▶ EXERCISE DIRECTIONS:
Write out each entry once more so that it matches the original exactly.

Segment Start: EXERCISE DATA

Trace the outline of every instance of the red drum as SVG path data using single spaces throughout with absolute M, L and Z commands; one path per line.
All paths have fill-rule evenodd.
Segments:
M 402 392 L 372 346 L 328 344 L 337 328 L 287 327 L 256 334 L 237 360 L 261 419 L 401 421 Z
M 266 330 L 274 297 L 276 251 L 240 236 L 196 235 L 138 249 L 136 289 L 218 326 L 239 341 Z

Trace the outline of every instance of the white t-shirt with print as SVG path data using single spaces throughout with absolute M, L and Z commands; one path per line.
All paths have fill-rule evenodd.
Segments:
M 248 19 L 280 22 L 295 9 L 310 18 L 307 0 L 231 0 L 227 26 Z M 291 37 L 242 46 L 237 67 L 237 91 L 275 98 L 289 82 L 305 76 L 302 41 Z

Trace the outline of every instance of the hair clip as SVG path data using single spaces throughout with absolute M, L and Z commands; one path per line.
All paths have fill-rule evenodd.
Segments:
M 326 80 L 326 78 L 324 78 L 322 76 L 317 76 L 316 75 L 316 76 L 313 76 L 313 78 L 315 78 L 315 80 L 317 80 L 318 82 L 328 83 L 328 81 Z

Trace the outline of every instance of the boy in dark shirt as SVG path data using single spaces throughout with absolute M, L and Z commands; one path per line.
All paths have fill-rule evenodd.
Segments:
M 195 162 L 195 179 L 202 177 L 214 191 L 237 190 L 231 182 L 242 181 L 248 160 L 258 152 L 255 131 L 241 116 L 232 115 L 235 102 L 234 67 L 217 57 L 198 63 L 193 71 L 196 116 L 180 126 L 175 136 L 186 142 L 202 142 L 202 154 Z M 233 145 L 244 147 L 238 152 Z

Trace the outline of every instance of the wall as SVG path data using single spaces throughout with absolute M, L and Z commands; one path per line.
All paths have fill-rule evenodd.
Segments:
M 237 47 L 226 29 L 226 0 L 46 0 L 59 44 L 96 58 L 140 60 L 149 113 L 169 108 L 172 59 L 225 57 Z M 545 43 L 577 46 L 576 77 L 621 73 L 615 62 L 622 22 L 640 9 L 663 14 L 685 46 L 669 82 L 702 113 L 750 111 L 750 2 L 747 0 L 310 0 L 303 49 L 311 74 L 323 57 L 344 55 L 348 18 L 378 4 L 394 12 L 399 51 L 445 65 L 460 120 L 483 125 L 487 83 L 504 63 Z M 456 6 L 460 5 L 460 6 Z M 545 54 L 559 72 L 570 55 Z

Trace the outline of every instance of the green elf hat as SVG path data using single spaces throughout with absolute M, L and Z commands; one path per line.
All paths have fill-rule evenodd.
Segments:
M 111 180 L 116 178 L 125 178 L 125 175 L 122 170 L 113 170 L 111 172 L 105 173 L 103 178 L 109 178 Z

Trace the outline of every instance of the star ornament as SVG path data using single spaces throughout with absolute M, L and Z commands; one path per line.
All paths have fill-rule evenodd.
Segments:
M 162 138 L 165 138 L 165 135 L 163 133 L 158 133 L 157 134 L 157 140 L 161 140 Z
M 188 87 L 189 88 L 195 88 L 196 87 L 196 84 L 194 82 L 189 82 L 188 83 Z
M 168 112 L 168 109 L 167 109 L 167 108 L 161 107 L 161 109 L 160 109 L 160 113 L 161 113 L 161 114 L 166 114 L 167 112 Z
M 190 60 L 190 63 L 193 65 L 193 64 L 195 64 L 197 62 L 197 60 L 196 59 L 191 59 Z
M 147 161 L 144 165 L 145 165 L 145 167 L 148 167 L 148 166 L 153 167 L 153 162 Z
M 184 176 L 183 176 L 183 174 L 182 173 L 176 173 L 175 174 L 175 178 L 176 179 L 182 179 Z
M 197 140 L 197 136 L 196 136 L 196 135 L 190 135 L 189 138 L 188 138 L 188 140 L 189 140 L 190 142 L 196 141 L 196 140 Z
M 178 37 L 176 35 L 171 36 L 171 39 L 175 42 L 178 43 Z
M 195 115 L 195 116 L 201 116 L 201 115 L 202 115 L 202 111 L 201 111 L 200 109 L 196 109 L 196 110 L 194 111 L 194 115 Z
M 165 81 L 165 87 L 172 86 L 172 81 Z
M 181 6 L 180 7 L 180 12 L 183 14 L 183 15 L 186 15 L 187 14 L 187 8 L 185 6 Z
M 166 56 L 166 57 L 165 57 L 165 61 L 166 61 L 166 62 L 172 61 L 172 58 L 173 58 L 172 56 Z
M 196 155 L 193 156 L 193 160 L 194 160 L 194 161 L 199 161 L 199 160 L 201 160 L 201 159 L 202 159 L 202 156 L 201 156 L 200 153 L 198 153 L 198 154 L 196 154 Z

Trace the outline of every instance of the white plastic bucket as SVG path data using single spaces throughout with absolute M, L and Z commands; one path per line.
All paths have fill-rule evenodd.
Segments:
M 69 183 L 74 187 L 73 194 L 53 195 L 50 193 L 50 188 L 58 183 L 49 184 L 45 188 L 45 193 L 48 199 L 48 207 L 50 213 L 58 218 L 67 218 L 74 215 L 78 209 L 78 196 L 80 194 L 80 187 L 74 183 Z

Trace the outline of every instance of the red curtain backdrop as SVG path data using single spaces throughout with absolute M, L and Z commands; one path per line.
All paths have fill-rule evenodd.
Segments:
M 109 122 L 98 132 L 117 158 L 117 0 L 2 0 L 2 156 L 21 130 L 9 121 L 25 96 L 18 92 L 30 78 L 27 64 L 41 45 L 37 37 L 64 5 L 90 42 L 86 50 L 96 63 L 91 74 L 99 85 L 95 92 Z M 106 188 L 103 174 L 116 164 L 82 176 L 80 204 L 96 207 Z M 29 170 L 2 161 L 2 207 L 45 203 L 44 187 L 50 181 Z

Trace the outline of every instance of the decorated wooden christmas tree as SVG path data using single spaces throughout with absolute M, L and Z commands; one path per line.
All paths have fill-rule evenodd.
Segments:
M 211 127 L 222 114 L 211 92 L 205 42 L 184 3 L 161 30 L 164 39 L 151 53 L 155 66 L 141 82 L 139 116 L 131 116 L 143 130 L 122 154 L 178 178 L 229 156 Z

Segment End: EXERCISE DATA

▶ SOLUTION TO THIS EXERCISE:
Trace the outline of every instance of the red drum as SVG path data using single spaces throughout with absolute M, L and Z commands; one path per line.
All paths have fill-rule evenodd.
Segments:
M 402 392 L 372 346 L 328 344 L 337 328 L 287 327 L 256 334 L 237 360 L 261 419 L 401 421 Z
M 266 330 L 274 297 L 276 251 L 240 236 L 196 235 L 138 249 L 136 289 L 218 326 L 239 341 Z

Trace the outline of every instance of the white t-shirt with print as SVG path data using single spaces throughout with absolute M, L and Z commands; one path per line.
All paths have fill-rule evenodd.
Segments:
M 248 19 L 280 22 L 295 9 L 310 18 L 307 0 L 231 0 L 227 26 Z M 291 37 L 242 46 L 237 67 L 237 91 L 275 98 L 289 82 L 305 76 L 302 41 Z

Trace the outline of every instance of the hair clip as SVG path data using single spaces throughout with absolute M, L and Z commands; one path per line.
All paths have fill-rule evenodd.
Segments:
M 326 80 L 326 78 L 324 78 L 322 76 L 317 76 L 316 75 L 316 76 L 313 76 L 313 78 L 315 78 L 315 80 L 317 80 L 318 82 L 328 83 L 328 81 Z

Trace the outline of every instance of the boy in dark shirt as SVG path data using single spaces throughout with absolute M, L and Z commands; one path per line.
All paths have fill-rule evenodd.
Segments:
M 195 162 L 195 179 L 202 177 L 214 191 L 237 190 L 231 182 L 242 181 L 248 160 L 258 152 L 255 131 L 241 116 L 232 115 L 235 102 L 234 67 L 217 57 L 198 63 L 193 71 L 196 116 L 180 126 L 175 136 L 186 142 L 202 142 L 202 154 Z M 233 145 L 244 147 L 238 152 Z

Trace the outline of every instance of the wall as SVG path data using single spaces throughout with absolute M, L and Z commands; one path per line.
All paths have fill-rule evenodd.
Segments:
M 237 47 L 226 29 L 226 0 L 46 0 L 59 44 L 96 58 L 140 60 L 149 113 L 169 108 L 172 59 L 225 57 Z M 545 43 L 577 46 L 576 77 L 621 73 L 615 62 L 622 22 L 640 9 L 663 14 L 685 46 L 669 82 L 702 113 L 750 111 L 750 2 L 747 0 L 310 0 L 303 49 L 311 74 L 323 57 L 344 55 L 348 18 L 378 4 L 394 12 L 399 51 L 445 65 L 460 120 L 483 125 L 487 83 L 504 63 Z M 456 6 L 460 5 L 460 6 Z M 545 54 L 559 72 L 570 55 Z

Trace the outline of every instance of the green elf hat as SVG path data using single spaces throughout with absolute M, L and Z commands; one path per line.
All paths have fill-rule evenodd.
Segments:
M 111 180 L 116 178 L 125 178 L 125 175 L 122 170 L 113 170 L 111 172 L 105 173 L 103 178 L 109 178 Z

Trace the outline of every instance of the star ornament as SVG path data using single spaces throughout with absolute M, L and Z commands; one path per line.
All paths have fill-rule evenodd.
Segments:
M 162 138 L 165 138 L 165 135 L 163 133 L 158 133 L 157 134 L 157 140 L 161 140 Z
M 188 87 L 189 88 L 195 88 L 196 87 L 196 84 L 194 82 L 189 82 L 188 83 Z
M 168 112 L 168 109 L 167 109 L 167 108 L 161 107 L 161 109 L 160 109 L 160 113 L 161 113 L 161 114 L 166 114 L 167 112 Z
M 190 60 L 190 63 L 193 65 L 193 64 L 195 64 L 197 62 L 197 60 L 196 59 L 191 59 Z
M 147 161 L 144 165 L 145 165 L 145 167 L 148 167 L 148 166 L 153 167 L 153 162 Z
M 184 176 L 183 176 L 183 174 L 182 173 L 176 173 L 175 174 L 175 178 L 176 179 L 182 179 Z
M 197 140 L 197 136 L 196 136 L 196 135 L 190 135 L 189 138 L 188 138 L 188 140 L 189 140 L 190 142 L 196 141 L 196 140 Z
M 178 37 L 176 35 L 171 36 L 171 39 L 175 42 L 178 43 Z
M 195 115 L 195 116 L 201 116 L 201 115 L 202 115 L 202 111 L 201 111 L 200 109 L 196 109 L 196 110 L 194 111 L 194 115 Z
M 165 81 L 165 87 L 172 86 L 172 81 Z
M 181 6 L 180 7 L 180 12 L 183 14 L 183 15 L 186 15 L 187 14 L 187 8 L 185 6 Z
M 166 56 L 166 57 L 165 57 L 165 61 L 166 61 L 166 62 L 172 61 L 172 58 L 173 58 L 172 56 Z
M 196 155 L 193 156 L 193 160 L 194 160 L 194 161 L 199 161 L 199 160 L 201 160 L 201 159 L 202 159 L 202 156 L 201 156 L 200 153 L 198 153 L 198 154 L 196 154 Z

Trace the outline of every instance of the white plastic bucket as SVG path data using single spaces throughout with absolute M, L and Z commands; one path per line.
All paths have fill-rule evenodd.
Segments:
M 69 183 L 74 187 L 73 194 L 53 195 L 50 193 L 50 188 L 58 183 L 49 184 L 45 188 L 45 193 L 48 199 L 48 207 L 50 213 L 58 218 L 67 218 L 74 215 L 78 209 L 78 196 L 80 194 L 80 187 L 74 183 Z

Trace the outline of every instance of the red curtain backdrop as SVG path data using single spaces throughout with absolute M, L and Z commands; one path per line.
All paths have fill-rule evenodd.
Segments:
M 109 122 L 98 132 L 117 158 L 117 0 L 2 0 L 2 156 L 21 130 L 9 121 L 25 96 L 18 92 L 30 78 L 27 64 L 41 45 L 37 37 L 64 5 L 90 42 L 86 50 L 96 63 L 91 74 L 99 85 L 95 92 Z M 106 188 L 103 174 L 116 164 L 82 176 L 80 204 L 96 207 Z M 29 170 L 2 161 L 2 207 L 45 203 L 44 187 L 50 181 Z

Trace the outline of every instance of the decorated wooden christmas tree as SVG path data using single spaces throughout with absolute M, L and Z commands; one path per line.
All paths have fill-rule evenodd.
Segments:
M 211 127 L 222 114 L 211 92 L 205 42 L 184 3 L 161 30 L 164 39 L 151 53 L 155 66 L 141 82 L 139 116 L 131 116 L 143 130 L 122 154 L 178 178 L 229 156 Z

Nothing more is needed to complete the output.